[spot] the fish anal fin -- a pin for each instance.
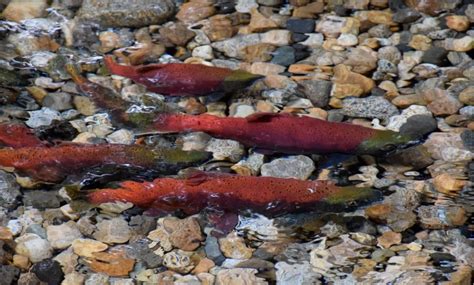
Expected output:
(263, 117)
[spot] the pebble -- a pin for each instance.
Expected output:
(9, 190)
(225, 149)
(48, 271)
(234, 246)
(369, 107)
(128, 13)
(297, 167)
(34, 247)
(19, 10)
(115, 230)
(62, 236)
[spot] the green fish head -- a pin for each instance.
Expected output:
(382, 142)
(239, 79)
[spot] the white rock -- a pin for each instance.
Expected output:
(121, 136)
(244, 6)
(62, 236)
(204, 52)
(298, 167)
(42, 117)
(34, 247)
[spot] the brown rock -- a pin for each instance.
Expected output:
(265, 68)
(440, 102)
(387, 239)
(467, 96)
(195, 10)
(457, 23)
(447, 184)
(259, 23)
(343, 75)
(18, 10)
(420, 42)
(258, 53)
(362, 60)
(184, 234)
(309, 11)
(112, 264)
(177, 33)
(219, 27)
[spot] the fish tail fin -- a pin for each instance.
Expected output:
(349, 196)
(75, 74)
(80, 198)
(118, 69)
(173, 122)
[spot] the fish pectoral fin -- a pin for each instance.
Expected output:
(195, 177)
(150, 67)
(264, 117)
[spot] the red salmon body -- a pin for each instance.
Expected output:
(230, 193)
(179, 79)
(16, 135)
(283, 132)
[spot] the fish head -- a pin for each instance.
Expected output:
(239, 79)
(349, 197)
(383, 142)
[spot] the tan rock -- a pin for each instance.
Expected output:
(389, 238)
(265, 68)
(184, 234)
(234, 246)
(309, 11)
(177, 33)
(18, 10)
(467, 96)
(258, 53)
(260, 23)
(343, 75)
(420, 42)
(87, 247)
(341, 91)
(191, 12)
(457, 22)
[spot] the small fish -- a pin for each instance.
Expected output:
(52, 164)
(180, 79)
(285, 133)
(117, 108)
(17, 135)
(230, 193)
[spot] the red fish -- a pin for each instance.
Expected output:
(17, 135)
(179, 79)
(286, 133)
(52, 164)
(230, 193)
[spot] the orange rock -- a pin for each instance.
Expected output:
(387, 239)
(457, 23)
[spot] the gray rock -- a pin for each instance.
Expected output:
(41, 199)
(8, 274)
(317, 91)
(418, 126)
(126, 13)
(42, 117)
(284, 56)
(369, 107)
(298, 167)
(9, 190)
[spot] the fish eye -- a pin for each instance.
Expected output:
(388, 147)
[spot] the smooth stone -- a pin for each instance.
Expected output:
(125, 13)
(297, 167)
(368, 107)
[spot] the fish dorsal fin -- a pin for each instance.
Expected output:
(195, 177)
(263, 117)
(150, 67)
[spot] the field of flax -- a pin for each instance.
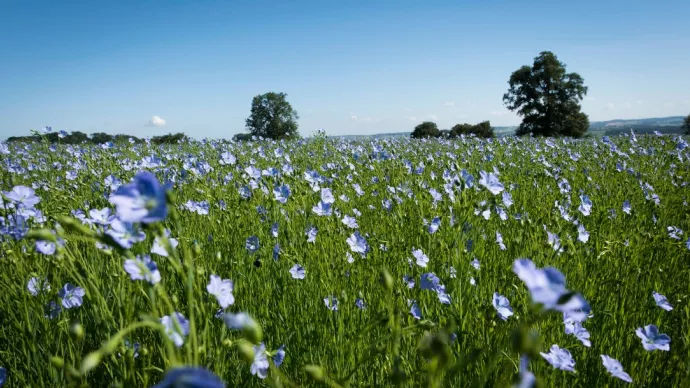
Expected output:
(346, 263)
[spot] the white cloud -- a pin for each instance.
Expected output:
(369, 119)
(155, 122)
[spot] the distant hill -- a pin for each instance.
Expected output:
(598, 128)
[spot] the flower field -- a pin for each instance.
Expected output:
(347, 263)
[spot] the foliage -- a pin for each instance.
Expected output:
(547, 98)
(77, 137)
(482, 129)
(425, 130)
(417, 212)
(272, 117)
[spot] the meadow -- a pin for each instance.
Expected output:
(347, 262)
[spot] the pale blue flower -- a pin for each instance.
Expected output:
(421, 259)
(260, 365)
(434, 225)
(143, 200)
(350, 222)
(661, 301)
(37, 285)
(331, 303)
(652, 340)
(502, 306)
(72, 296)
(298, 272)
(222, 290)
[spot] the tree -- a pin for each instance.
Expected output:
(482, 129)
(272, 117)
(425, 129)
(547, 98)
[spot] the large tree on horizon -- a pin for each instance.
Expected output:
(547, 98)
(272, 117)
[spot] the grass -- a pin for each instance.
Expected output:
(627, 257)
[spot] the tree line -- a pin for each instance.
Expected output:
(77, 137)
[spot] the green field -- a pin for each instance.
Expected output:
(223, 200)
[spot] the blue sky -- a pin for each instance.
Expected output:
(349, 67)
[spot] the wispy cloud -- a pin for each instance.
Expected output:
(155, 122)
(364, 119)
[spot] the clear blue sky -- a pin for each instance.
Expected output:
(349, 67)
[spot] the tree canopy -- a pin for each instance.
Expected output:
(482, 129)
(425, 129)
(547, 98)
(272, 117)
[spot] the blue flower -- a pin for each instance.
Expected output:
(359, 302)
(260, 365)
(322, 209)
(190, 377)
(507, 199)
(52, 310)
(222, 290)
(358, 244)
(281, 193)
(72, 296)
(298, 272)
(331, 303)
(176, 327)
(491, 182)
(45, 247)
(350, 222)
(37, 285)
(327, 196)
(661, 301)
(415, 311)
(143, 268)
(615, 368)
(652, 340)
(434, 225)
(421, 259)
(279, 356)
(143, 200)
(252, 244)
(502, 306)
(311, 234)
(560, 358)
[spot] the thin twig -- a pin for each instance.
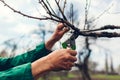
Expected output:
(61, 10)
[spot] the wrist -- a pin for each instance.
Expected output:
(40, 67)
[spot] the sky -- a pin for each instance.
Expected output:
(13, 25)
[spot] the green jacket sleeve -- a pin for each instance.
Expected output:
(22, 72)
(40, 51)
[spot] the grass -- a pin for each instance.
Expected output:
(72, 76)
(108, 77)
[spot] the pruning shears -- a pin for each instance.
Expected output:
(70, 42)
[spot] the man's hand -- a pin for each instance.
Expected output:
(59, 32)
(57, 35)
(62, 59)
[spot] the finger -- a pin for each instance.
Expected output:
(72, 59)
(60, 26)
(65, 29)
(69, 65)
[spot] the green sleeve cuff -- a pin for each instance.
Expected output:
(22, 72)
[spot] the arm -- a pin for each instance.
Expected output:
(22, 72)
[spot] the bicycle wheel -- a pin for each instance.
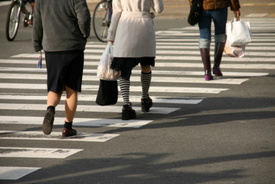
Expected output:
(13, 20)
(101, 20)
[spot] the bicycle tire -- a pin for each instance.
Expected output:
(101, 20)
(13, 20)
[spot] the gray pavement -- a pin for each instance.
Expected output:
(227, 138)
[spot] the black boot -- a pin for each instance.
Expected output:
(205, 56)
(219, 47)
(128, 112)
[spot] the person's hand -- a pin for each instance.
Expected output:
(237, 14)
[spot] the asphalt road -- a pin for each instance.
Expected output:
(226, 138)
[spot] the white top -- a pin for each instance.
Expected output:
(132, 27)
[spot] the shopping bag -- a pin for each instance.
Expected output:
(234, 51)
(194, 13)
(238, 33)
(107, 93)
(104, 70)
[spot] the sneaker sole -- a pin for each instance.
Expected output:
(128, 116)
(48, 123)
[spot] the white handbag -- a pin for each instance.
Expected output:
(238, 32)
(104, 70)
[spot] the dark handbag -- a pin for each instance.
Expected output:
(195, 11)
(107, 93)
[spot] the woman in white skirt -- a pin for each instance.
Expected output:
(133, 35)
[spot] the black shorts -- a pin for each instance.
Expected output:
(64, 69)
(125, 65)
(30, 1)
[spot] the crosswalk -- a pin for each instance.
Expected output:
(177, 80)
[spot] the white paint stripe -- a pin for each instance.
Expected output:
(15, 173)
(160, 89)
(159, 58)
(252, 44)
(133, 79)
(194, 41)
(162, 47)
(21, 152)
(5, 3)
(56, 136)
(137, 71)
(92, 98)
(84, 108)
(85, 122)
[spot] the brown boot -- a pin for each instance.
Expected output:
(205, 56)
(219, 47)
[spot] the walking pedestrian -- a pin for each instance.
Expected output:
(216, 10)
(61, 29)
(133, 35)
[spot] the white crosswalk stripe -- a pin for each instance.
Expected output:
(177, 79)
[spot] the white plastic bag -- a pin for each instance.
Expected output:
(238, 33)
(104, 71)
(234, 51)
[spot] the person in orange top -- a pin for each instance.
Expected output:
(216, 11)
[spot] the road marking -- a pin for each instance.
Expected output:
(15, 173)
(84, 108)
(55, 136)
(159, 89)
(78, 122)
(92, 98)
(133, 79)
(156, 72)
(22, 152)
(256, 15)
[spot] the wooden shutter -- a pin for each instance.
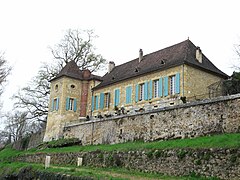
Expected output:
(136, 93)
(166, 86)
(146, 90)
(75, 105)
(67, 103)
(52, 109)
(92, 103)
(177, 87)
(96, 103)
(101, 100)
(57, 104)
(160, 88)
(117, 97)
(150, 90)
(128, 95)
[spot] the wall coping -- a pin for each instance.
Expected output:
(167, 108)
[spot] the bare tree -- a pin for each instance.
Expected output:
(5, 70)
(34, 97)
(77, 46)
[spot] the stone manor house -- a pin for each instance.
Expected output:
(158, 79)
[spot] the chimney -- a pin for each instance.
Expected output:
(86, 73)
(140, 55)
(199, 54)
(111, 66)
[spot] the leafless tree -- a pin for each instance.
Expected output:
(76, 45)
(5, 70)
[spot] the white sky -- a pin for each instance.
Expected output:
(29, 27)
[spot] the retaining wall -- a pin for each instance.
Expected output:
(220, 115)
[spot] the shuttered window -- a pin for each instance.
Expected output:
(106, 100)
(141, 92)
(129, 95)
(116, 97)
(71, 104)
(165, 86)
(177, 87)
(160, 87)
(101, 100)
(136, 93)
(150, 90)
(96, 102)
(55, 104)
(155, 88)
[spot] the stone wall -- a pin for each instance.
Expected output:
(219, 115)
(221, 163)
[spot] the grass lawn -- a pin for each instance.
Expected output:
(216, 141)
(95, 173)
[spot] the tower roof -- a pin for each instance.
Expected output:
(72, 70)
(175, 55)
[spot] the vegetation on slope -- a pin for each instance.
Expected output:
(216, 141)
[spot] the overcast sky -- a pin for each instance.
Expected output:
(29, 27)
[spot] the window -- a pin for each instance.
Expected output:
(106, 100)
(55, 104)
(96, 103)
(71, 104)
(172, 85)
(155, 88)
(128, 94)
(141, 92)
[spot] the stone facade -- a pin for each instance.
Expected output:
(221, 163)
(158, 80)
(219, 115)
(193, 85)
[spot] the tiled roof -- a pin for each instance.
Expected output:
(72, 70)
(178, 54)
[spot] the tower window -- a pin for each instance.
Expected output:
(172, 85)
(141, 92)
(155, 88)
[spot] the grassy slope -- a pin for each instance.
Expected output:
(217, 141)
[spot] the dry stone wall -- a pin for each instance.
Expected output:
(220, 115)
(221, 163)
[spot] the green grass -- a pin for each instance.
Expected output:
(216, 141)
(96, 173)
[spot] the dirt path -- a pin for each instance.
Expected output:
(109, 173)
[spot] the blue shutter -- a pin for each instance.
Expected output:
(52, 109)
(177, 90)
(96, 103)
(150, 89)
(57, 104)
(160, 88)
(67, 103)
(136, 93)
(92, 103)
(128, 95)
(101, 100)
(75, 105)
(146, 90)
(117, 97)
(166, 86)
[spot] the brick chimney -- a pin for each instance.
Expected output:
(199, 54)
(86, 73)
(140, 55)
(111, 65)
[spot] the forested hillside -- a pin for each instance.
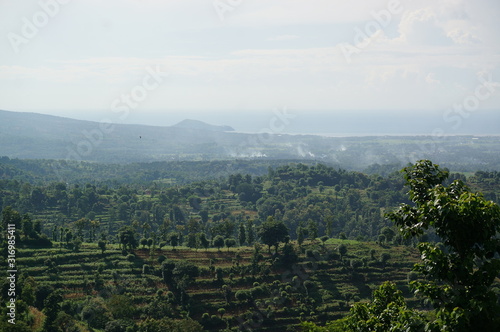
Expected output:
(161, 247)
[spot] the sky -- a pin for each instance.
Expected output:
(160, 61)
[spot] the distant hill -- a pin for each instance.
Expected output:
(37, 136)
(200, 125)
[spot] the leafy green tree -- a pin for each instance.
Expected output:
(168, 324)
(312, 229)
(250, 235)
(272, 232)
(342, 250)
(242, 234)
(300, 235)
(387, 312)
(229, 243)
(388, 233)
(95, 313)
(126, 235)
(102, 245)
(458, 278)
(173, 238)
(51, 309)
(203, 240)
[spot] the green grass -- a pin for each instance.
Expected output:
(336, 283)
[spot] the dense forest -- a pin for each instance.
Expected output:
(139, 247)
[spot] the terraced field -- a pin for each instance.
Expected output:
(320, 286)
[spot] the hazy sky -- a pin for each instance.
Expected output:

_Problem_. Only the lines from the one that contains "[spot] the leafy" to the end of the data should be output, exactly as they appear.

_Full answer_.
[spot] the leafy green tree -- a pin for each instance.
Expected output:
(168, 324)
(312, 229)
(250, 235)
(272, 232)
(342, 250)
(242, 234)
(300, 235)
(387, 312)
(229, 243)
(388, 233)
(95, 313)
(126, 235)
(102, 245)
(458, 278)
(173, 238)
(51, 309)
(203, 240)
[spot] the green grass -- a pin for each instance.
Expected output:
(336, 283)
[spot] the dense forest -- a pin for each instance.
Expected output:
(139, 247)
[spot] the terraced field -- a pin for each instance.
Expected output:
(320, 286)
[spot] the hazy sky -- a pin for each instance.
Expected output:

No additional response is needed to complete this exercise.